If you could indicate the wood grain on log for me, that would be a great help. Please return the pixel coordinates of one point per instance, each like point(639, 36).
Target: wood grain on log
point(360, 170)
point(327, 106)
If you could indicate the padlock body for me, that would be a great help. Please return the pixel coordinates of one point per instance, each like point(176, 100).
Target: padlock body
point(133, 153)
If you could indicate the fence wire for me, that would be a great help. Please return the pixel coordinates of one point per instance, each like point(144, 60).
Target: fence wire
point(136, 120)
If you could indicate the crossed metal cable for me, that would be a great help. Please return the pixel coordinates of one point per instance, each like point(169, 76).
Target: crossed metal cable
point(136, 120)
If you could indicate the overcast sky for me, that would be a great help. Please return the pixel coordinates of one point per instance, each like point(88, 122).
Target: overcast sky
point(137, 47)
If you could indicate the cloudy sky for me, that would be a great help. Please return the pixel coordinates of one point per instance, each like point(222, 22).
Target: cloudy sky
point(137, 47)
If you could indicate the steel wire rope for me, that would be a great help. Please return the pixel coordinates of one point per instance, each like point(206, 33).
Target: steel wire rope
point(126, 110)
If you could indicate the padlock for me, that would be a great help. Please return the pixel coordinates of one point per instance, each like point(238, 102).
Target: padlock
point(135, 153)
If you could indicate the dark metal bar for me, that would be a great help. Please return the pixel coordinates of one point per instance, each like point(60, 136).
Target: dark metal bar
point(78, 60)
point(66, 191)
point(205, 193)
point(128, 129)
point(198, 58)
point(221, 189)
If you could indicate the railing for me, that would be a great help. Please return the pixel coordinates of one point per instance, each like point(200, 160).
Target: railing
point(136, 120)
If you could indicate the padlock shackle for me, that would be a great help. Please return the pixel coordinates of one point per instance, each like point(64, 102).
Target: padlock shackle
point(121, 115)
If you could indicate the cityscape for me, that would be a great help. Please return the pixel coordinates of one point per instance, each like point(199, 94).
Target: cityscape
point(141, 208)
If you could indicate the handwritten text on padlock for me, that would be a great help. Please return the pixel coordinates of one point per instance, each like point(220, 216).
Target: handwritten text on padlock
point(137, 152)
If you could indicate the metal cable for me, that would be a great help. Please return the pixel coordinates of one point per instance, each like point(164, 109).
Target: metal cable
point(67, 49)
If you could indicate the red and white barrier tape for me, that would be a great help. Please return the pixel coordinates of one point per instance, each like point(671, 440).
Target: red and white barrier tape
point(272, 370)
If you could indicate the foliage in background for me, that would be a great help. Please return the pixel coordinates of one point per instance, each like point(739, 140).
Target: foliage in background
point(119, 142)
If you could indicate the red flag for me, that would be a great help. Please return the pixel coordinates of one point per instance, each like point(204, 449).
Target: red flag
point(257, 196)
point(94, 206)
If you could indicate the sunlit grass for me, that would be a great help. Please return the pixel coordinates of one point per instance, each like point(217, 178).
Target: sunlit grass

=-=-=

### What you are asked to do:
All lines with the word "grass" are needed; pull them from the entries and copy each.

### Result:
If you could indicate the sunlit grass for me, that would be a great help. Please return the pixel coordinates of one point per instance, each like point(217, 178).
Target: sunlit grass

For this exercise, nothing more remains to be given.